Selected text:

^^^^

The commencement of the second Palestinian intifada in late 2000 ignited the most extensive outbreak of anti-Semitic violence in France since the Holocaust. The crimes have been perpetrated almost entirely by the beur -- Arab immigrants.
[additional-authors]
December 16, 2004

 

The commencement of the second Palestinian intifada in late 2000 ignited the most extensive outbreak of anti-Semitic violence in France since

the Holocaust. The crimes have been perpetrated almost entirely by the beur — Arab immigrants.

Marseille, France’s second-largest and oldest city, was initially not exempt. Jewish schools were defaced with anti-Semitic graffiti, and swastikas were painted on Jewish homes. On March 31, 2002, Marseille’s Or Aviv Synagogue was reduced to ashes by arsonists.

Yet while in other French cities the violence continues, in Marseille the animus soon fizzled out. This is largely because the city reacted with revulsion to these crimes: Citywide protests against anti-Semitism were immediately organized.

Significantly, Muslims participated in these protests. Islamic leaders were also present for the burial of the synagogue’s charred Torah scrolls and were photographed comforting Jewish religious leaders.

The success of these symbolic actions is particularly impressive when one considers Marseille’s demographics: Fully one-quarter of Marseille’s population is of North African origin, and demographers predict that Marseille will be the first city on the European continent with an Islamic majority. Moreover, its Jewish community is the third largest in Europe.

The most ethnically diverse city in France, then, has paradoxically been the most successful in containing ethnic tension.

A key reason for the city’s calm is an entity called Marseille Espérance. Created in 1990 to stave off ethno-religious conflict between Jews and Muslims, each of the city’s religious communities sends a delegate to the group, which meets regularly to “combat intolerance, ignorance and incomprehension” and “to promote respect for one another.” Whenever tension threatens to erupt, the group makes a public display of solidarity.

Perhaps most significant about Marseille Espérance, however, is that it challenges the core principles of the French republican ideal and the historic concept of what it means to be French.

France’s model of immigration, the so-called “republican” model, demands that immigrants abandon their native cultures and adopt a distinct set of mental habits, values and shared historic memories. These, and not shared religion, race or blood, are held to be the essence of France, the glue that binds French citizens together.

^^^^

The data:
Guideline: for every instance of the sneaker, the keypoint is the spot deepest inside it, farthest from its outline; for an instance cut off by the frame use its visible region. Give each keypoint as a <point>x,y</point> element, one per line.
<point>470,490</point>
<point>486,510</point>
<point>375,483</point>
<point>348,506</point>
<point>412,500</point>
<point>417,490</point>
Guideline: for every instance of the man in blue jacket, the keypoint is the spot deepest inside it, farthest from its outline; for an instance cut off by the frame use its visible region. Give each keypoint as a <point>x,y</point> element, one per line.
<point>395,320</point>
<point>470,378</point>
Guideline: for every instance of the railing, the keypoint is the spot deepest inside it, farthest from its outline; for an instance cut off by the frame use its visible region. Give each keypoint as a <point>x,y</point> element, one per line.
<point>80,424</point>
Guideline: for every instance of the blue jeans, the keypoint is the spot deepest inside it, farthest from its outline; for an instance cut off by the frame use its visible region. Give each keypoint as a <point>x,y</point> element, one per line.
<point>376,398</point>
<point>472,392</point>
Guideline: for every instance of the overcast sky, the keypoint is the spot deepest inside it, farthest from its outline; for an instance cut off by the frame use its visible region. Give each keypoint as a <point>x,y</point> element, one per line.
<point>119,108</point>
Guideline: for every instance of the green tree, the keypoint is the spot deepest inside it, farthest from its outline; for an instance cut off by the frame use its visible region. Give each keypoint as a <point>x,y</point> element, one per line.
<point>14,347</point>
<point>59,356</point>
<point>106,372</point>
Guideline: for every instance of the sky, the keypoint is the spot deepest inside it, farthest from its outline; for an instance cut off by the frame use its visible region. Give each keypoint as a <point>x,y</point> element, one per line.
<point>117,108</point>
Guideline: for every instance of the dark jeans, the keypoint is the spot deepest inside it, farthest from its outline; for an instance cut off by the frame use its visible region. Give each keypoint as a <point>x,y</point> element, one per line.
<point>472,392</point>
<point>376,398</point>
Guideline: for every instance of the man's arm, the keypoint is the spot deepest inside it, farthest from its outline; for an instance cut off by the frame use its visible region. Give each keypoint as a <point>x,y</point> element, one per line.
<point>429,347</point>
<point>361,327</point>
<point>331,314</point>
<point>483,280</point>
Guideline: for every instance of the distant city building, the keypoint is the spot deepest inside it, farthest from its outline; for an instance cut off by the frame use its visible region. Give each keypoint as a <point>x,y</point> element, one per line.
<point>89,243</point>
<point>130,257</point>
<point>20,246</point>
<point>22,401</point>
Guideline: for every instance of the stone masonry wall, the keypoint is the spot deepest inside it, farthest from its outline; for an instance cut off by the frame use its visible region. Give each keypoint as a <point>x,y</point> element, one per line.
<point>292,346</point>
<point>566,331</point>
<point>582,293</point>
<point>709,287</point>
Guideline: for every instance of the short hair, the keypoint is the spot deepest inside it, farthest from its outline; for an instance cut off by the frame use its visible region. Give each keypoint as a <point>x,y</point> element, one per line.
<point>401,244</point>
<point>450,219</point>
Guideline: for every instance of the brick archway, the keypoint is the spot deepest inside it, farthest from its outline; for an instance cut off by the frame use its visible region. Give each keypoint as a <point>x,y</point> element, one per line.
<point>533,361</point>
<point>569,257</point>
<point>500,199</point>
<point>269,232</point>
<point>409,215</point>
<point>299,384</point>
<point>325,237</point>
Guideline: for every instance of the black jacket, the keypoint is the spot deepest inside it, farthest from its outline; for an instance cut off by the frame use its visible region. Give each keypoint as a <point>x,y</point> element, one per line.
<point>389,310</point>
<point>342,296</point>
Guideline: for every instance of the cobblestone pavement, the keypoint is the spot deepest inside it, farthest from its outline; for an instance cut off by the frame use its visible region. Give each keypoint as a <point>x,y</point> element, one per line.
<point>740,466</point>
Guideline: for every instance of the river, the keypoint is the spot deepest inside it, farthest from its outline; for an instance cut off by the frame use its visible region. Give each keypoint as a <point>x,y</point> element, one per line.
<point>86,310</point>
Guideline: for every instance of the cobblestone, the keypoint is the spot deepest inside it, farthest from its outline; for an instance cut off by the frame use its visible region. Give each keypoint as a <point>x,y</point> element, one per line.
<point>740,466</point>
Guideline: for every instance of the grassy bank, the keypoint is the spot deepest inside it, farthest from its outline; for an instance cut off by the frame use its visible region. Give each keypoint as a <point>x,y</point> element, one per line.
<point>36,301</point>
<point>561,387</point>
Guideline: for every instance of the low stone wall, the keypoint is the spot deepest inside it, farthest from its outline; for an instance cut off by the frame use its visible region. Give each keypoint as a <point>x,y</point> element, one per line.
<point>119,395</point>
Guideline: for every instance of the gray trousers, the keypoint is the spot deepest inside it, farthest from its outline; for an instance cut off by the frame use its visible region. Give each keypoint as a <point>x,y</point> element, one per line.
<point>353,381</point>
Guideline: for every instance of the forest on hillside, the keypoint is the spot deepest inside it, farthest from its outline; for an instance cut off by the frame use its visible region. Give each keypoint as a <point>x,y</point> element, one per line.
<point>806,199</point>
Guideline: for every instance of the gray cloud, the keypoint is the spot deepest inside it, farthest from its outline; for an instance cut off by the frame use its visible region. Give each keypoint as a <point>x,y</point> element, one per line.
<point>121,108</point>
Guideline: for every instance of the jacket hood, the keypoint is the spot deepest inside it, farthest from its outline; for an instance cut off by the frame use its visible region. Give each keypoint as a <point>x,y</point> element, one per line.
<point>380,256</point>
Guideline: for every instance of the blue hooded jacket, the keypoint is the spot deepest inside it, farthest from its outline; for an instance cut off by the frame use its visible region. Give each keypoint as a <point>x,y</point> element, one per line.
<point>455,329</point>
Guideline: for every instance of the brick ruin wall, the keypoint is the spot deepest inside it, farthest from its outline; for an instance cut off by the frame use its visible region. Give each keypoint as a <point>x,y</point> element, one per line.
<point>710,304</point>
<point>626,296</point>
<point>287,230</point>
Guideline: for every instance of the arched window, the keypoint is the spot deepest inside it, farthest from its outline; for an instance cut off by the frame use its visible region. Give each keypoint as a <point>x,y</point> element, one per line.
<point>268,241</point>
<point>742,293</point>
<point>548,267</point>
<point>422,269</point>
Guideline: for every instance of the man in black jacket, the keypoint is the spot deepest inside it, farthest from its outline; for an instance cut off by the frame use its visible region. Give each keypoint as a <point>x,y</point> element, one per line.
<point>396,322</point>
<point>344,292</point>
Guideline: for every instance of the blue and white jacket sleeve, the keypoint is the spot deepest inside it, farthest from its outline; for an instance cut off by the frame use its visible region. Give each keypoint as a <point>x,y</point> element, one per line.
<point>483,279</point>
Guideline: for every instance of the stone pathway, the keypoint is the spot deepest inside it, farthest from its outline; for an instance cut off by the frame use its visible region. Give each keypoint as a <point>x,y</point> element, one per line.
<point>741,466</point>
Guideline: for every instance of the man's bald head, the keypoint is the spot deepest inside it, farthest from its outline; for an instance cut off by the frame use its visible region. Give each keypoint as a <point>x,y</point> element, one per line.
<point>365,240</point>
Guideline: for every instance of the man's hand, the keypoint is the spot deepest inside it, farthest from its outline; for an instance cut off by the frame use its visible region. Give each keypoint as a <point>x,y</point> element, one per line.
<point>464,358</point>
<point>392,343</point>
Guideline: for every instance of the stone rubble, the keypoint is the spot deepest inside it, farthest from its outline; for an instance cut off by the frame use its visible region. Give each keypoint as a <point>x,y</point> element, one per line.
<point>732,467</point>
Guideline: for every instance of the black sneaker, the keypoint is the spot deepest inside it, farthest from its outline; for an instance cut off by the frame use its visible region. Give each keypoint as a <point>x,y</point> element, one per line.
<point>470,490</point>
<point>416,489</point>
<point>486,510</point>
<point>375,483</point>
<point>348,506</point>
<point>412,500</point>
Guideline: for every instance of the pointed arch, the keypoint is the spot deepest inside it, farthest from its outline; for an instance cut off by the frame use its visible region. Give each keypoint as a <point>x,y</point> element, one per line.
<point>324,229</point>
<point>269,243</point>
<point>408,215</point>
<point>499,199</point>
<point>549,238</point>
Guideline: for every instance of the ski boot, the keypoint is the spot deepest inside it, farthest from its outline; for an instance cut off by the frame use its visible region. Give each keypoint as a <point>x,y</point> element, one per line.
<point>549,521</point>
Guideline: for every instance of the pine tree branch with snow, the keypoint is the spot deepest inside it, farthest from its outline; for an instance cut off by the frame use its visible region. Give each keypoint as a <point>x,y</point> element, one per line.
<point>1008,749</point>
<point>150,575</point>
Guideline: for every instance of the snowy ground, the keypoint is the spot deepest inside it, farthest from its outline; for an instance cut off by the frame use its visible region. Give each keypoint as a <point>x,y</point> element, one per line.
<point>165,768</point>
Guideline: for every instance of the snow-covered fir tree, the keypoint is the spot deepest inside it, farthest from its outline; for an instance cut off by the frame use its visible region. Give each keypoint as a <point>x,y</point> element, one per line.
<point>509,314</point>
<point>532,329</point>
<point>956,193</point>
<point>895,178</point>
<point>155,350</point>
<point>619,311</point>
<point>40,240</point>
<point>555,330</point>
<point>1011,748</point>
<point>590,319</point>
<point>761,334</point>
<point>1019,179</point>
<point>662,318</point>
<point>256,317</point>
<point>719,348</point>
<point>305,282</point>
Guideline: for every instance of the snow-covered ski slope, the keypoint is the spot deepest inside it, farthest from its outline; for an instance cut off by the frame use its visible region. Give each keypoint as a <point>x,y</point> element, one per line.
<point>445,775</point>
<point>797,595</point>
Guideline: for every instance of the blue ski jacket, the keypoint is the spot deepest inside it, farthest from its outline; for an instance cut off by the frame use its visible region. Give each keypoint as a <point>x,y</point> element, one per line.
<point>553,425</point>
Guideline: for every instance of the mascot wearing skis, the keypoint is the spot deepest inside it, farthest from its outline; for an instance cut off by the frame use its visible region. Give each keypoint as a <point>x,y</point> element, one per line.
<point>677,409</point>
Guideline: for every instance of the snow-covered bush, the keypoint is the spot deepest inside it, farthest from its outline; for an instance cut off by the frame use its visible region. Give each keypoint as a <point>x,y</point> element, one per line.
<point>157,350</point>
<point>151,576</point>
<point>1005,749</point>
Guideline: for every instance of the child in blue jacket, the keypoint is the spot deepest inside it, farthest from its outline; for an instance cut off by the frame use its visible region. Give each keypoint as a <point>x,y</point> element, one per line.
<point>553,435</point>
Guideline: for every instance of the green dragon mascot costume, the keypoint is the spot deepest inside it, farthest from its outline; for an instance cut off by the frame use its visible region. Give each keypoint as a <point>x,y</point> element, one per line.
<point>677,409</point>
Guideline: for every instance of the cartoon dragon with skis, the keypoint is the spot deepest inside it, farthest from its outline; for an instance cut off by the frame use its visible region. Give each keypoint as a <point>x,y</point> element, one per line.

^^^^

Tasks for this exercise:
a: Reproduce the records line for line, starting at the line that contains "Guideline: for every instance of the mascot" and running through the end of the records.
b: Extend the article on how Marseille contained anti-Semitic violence, picking up right after its final sentence.

Task results:
a:
Guideline: for every instance of the mascot wearing skis, the keypoint is the spot deepest inside it, farthest from its outline; for an instance cut off by the frame use its visible region. Give each keypoint as a <point>x,y</point> element, one per line.
<point>677,409</point>
Guideline: for every instance of the snow-covered bush, the keypoint is the spot deepest inside it, farthest from its outline; for an instance cut off by the frame use its visible region. Give each keypoint as a <point>x,y</point> element, one per line.
<point>157,350</point>
<point>151,576</point>
<point>1005,749</point>
Guideline: for every instance of the child in blue jacket, the keypoint is the spot deepest inside it, farthest from its outline; for an instance cut off by the frame use its visible region. Give each keypoint as a <point>x,y</point> element, one per line.
<point>553,435</point>
Guideline: for every instance of the green dragon mascot costume, the keypoint is the spot deepest inside it, farthest from its outline; for an instance cut off by the frame use its visible region. Give each keypoint as a <point>x,y</point> element, one per line.
<point>677,409</point>
Guideline: for every instance of the cartoon dragon with skis, the keypoint is the spot deepest inside it, farthest from its outline; for an instance cut off by the frame use its visible region. Give each keypoint as a <point>x,y</point> element, one per line.

b:
By contrast, the American model of immigration rests upon significantly different principles and traditions. The United States emerged as a federation of smaller states, and there is a looser and more pragmatic relationship between citizens and the center. Moreover, the United States enforces multiculturalism with affirmative-action programs backed by the full weight of the law.

The French government, in contrast, vigorously rejects this kind of cultural separatism, which it terms “communitarianism.” The word connotes the intrusion of unseemly religious or ethnic particularism into the public sphere. Yet communitarianism is precisely the essence of Marseille Espérance.

Marseille Espérance is, in effect, an end-run around the government’s anti-communitarian principles. Since French law forbids the recognition of ethnicity, the city recognizes religions — ethnicity by proxy.

Marseille Espérance facilitates the emergence of personalities who represent whole ethnic groups and who forge links between their communities and the rest of the city. By means of their strong connection to the mayor’s office, Muslim community leaders have been able to effectively promote an Islamic agenda.

They have secured elaborate slaughter facilities for the ritual animal sacrifice of Eid-el-Kebir and grave sites for Muslims in the Aygalades Cemetery. In return, the mayor demands that Islamic leaders keep the extremists in their community in check.

Whatever community leaders and politicians may say — and all will deny it; it is heresy to endorse communitarianism in France — Marseille Espérance institutionalizes and strengthens communitarian politics, and by bringing religion to the forefront of the political sphere, directly contravenes France’s official principle of secularism. And it seems to be working.

To be sure, there is more than one reason for Marseille’s comparative tranquillity. For example, Marseille has benefited from vigorous police work: President Jacques Chirac’s government has taken aggressive measures to combat anti-Semitism.

There is also the unique distribution of immigrant neighborhoods in Marseille. While in other French cities the suburbs form menacing rings of criminality and unemployment around the city, in Marseille, immigrant neighborhoods are distributed evenly throughout the city, and young people, whatever their ethnic origin, congregate in the same place.

But most significantly, Marseille demonstrates that by giving certain groups a formal means to express a reasonable and moderate ethnic agenda, the violent and immoderate elements of that group may more readily be contained by the moderate ones, who have been co-opted into the system.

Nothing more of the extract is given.